MULTIPLE VITELLOGENINS AND THEIR RECEPTORS IN FISHES

Higher-order teleosts (Acanthomorpha) express three distinct forms of vitellogenin (VtgAa, VtgAb, and VtgC). The VtgAa and VtgAb are considered "complete" and contain a suite of five yolk protein domains (lipovitellin heavy chain, lipovitellin light chain, phosvitin, beta'-component, and c-terminal component), however the VtgC is "incomplete" and only contains the lipovitellin heavy and light chains. These egg yolk precursors are produced by the liver in response to estrogen and released into the circulatory system where they are taken up specifically by growing oocytes via receptor-mediated endocytosis. Two vitellogenin receptors (LR8 and Lrp13) have been characterized in fish ovaries. The Lrp13 localizes throughout the zona radiata and granulosa cells and it specifically binds VtgAa, whereas the LR8 localizes to the oolemma and zona radiata interna and binds VtgAb. To date, no known receptor binds VtgC and it might enter oocytes through the fluid phase of endocytosis. Additionally, VtgC localizes exclusively to lipid inclusions within growing oocytes, whereas VtgAb localizes to the ooplasm and yolk globules. The VtgAa has not yet been evaluated in this manner. The VtgAb primarily enters growing oocytes during early- to mid-vitellogenesis whereas the VtgAa enters oocytes from mid- to post-vitellogenesis. The VtgAb is typically the predominant form in the blood plasma and the yolk. The VtgC is steadily accumulated by oocytes beginning during pre-vitellogenesis and continues until post-vitellogenesis and its composition in the yolk can widely vary between species. For example, in striped bass VtgC accounts for 26% of the vitellogenin-derived yolk in post-vitellogenic oocytes, however in the white perch it comprises only 4%.
◇ ◇ ◇ ◇ ◇
# WHAT THIS EXERCISE ASKS
1. In the passage on fish vitellogenins, which receptor binds VtgAb?
2. Decide whether each statement agrees with the passage on fish vitellogenins, answering yes or no and quoting the words of the passage that settle it: (a) VtgC contains phosvitin. (b) Vitellogenins are produced by the liver in response to estrogen. (c) In the white perch, VtgC makes up 26% of the vitellogenin-derived yolk.
◇ ◇ ◇ ◇ ◇
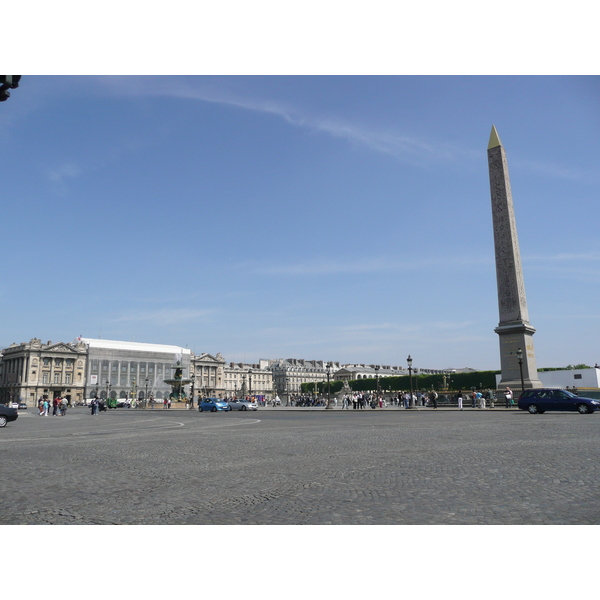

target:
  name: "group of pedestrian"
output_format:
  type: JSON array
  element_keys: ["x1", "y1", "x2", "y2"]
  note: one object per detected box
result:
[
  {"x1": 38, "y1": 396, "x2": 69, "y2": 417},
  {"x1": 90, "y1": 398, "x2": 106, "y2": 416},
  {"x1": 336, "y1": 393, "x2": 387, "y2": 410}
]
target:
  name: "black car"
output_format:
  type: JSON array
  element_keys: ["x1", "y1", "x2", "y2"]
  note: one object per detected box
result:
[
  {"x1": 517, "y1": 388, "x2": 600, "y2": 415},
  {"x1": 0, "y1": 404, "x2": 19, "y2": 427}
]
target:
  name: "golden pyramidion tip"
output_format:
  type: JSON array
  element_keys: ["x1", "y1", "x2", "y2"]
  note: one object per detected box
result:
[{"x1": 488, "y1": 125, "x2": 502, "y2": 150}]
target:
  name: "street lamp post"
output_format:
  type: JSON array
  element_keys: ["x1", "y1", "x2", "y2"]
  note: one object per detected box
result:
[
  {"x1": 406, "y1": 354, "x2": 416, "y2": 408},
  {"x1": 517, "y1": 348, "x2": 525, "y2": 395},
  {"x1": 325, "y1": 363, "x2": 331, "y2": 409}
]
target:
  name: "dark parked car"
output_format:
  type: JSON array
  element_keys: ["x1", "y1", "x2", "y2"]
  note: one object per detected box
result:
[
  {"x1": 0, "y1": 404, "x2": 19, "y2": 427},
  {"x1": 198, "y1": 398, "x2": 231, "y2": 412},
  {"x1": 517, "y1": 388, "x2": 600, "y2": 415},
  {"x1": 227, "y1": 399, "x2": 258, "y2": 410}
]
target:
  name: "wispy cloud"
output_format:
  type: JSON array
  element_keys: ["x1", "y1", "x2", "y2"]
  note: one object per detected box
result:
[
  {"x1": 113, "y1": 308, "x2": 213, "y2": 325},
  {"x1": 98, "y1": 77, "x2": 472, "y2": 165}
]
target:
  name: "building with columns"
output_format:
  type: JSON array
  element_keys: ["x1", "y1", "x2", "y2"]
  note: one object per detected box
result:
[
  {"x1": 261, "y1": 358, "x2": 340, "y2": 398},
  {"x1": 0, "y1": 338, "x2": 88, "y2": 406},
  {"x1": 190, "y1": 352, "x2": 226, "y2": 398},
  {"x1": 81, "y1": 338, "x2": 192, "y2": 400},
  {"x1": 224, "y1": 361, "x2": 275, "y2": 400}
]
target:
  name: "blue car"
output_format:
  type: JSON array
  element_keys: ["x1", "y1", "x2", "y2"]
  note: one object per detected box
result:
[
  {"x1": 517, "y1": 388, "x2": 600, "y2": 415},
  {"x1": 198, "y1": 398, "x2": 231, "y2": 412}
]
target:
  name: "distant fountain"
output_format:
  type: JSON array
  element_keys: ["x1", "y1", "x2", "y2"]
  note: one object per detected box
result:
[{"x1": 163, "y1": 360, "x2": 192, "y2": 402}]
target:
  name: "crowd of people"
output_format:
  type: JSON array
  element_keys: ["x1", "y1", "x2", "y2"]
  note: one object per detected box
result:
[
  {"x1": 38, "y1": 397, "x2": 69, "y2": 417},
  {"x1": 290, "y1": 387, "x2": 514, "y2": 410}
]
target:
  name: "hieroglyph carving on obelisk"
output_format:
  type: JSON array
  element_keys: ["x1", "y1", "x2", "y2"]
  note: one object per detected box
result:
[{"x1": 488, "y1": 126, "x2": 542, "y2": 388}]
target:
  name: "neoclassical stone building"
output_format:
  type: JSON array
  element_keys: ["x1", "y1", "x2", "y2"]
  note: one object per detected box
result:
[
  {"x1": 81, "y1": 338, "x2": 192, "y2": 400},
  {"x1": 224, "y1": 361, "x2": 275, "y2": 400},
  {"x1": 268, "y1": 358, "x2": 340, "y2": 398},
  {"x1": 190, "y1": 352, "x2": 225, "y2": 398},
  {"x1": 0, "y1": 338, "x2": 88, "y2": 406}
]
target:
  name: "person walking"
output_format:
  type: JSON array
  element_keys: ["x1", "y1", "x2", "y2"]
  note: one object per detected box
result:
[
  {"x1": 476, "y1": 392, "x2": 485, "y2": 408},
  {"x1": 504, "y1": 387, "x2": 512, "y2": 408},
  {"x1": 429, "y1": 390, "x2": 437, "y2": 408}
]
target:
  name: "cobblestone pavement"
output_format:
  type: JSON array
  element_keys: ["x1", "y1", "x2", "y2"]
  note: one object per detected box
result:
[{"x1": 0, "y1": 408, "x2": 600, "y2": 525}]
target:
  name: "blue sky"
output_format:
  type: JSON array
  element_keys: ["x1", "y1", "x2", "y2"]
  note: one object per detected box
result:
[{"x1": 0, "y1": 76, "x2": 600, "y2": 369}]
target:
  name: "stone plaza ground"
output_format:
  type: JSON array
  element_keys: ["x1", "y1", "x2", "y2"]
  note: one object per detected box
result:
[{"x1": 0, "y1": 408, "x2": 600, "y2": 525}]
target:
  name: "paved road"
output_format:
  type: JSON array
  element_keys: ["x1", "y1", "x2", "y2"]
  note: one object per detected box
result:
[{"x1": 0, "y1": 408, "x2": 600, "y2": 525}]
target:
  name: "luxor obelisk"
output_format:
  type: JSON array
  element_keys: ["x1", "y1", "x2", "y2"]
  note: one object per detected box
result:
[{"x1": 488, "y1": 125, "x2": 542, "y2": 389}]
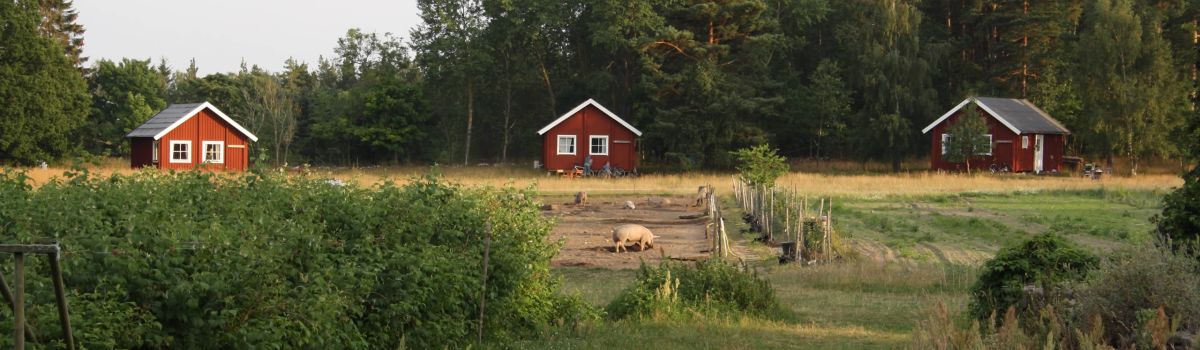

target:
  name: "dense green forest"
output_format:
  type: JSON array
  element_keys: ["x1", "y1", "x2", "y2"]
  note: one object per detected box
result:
◇ ◇ ◇ ◇ ◇
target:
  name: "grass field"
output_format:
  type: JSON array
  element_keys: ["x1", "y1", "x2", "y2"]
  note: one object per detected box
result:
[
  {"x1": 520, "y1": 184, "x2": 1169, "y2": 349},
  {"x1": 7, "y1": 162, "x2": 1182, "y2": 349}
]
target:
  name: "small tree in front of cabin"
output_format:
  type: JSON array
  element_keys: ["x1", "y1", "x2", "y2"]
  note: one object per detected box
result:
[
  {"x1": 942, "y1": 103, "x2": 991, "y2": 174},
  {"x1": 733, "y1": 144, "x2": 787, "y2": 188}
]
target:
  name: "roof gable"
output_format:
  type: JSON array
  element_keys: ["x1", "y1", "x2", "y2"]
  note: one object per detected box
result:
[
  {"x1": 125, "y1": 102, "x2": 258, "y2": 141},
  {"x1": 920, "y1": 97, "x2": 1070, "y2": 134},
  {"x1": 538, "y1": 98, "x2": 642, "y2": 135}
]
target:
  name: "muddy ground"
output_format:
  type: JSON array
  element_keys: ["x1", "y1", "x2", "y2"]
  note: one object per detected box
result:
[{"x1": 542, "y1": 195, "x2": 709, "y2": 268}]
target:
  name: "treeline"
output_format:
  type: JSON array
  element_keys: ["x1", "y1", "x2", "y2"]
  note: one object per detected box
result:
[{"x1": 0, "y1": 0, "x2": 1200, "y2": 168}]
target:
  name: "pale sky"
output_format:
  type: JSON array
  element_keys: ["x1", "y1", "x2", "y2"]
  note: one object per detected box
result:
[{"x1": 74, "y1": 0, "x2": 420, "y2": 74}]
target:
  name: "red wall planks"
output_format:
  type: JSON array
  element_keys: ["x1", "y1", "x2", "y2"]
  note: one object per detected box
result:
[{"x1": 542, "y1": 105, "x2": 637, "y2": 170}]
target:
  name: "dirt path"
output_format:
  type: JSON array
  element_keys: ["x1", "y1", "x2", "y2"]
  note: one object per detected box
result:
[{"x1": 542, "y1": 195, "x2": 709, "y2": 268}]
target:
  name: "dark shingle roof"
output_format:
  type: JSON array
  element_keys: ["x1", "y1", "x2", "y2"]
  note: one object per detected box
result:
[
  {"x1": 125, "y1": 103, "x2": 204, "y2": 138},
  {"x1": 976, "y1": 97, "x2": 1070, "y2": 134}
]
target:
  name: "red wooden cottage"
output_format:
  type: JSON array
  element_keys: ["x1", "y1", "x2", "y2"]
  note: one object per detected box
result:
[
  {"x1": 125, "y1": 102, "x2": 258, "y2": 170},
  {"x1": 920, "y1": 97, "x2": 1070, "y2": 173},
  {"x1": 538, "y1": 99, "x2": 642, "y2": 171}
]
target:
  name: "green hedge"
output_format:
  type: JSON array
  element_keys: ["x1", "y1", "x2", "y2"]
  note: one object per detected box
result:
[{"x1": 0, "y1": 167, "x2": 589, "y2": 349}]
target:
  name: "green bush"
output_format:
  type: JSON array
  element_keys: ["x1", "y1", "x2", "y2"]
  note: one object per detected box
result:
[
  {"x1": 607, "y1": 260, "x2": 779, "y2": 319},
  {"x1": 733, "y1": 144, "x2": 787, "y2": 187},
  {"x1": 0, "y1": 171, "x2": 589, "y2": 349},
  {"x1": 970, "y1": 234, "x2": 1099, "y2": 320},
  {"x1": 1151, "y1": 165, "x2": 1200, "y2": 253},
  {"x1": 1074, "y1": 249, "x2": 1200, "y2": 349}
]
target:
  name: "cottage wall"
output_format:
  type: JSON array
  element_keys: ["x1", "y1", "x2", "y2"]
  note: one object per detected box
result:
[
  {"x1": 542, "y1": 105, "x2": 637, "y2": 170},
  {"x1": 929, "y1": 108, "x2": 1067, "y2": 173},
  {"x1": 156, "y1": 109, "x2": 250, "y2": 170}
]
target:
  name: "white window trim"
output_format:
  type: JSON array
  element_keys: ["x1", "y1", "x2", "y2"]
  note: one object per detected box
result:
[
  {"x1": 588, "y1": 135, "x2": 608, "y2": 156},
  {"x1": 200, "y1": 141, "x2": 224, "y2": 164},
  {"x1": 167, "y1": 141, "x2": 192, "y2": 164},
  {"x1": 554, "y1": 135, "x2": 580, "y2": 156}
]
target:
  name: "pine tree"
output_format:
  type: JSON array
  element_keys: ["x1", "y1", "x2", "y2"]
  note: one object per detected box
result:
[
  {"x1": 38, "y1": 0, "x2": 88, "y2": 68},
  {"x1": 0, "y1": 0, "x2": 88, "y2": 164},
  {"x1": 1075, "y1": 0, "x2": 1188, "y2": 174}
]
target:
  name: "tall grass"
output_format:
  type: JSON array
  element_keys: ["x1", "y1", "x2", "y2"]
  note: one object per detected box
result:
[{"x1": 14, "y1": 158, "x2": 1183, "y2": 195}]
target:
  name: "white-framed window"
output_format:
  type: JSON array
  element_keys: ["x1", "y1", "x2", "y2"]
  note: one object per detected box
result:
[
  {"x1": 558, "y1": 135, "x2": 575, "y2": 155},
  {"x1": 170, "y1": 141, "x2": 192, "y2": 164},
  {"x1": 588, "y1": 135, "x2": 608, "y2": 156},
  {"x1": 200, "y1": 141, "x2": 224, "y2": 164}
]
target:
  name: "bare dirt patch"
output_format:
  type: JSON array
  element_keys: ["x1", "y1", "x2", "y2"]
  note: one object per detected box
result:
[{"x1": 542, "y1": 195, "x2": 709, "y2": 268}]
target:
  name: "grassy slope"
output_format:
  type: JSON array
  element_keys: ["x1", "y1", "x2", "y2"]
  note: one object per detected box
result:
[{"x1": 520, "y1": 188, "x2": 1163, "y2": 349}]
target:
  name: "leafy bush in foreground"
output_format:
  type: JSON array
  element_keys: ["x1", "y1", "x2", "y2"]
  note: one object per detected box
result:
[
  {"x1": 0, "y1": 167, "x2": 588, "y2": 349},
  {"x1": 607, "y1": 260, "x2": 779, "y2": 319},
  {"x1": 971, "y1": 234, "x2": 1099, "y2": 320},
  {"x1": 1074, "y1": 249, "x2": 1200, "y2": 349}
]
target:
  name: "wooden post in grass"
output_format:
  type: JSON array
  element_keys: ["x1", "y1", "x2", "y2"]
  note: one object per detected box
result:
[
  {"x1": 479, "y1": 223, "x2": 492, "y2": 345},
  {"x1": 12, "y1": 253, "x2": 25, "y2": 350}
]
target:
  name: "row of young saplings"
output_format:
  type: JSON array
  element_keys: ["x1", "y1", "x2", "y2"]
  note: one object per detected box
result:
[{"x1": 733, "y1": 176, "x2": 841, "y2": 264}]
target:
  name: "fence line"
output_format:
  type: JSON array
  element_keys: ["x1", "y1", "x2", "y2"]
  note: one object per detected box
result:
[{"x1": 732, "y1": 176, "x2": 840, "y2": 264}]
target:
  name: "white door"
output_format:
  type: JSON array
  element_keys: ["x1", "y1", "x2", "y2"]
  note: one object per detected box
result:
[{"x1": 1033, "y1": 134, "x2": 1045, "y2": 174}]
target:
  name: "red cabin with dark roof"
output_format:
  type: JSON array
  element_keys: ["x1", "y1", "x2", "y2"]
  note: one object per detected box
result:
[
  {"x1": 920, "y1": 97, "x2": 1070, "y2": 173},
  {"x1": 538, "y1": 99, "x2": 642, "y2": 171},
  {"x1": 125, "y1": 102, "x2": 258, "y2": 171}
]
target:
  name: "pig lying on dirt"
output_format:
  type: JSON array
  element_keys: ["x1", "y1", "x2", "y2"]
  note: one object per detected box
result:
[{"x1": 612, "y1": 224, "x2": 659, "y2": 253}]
◇ ◇ ◇ ◇ ◇
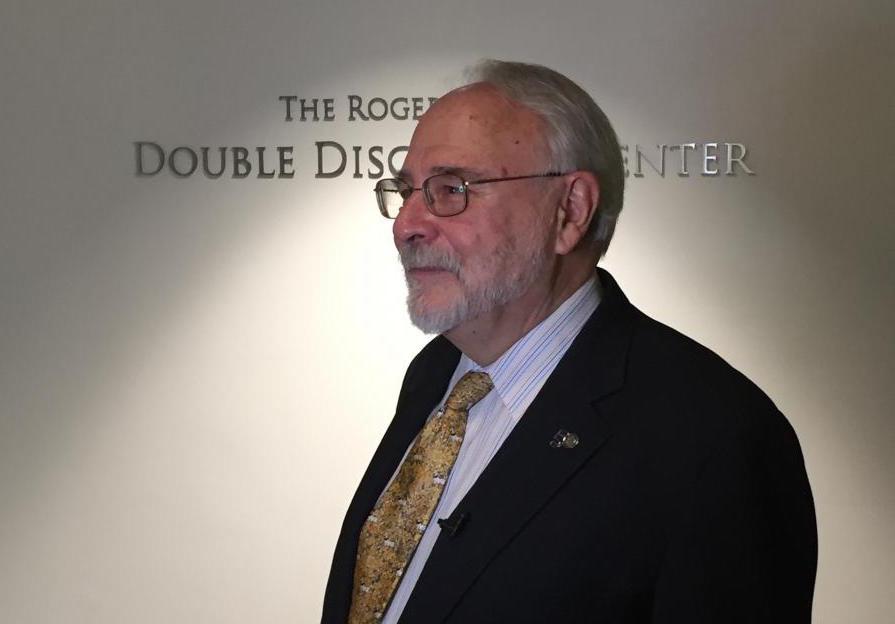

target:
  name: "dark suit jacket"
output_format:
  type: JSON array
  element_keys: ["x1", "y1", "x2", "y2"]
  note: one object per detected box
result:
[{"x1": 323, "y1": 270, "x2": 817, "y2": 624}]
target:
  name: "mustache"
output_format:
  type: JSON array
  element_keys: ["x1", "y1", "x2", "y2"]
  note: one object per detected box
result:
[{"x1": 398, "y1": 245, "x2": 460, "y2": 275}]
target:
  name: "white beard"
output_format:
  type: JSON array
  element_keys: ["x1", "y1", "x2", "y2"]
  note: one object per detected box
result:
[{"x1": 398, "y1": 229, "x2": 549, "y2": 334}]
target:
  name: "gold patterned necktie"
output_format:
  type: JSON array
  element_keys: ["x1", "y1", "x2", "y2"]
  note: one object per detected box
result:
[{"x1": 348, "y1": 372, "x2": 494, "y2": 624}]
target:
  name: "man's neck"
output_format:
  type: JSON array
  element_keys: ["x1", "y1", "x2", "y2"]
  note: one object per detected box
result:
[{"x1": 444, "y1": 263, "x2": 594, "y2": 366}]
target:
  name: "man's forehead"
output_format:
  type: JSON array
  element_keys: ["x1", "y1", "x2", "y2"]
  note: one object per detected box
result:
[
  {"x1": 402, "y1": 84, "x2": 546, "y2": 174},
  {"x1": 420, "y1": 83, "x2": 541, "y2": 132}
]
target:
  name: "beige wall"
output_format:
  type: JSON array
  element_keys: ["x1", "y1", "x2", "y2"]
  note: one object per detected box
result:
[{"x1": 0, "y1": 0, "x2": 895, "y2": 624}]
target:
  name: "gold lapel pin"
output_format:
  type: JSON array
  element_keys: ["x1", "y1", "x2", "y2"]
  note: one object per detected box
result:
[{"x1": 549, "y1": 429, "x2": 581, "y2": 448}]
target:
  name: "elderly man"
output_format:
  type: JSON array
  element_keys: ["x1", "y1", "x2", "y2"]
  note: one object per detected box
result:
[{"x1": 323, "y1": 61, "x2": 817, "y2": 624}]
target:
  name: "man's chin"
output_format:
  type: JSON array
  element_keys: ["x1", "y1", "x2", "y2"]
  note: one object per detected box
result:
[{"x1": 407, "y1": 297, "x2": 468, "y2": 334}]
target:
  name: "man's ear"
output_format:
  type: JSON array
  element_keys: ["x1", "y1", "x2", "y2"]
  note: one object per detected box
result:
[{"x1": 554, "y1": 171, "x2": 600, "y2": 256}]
◇ ◇ ◇ ◇ ◇
# ANSWERS PROVIDED
1. LR8 binds VtgAb.

2.
(a) No: "the VtgC is "incomplete" and only contains the lipovitellin heavy and light chains."
(b) Yes: "These egg yolk precursors are produced by the liver in response to estrogen."
(c) No: "in the white perch it comprises only 4%."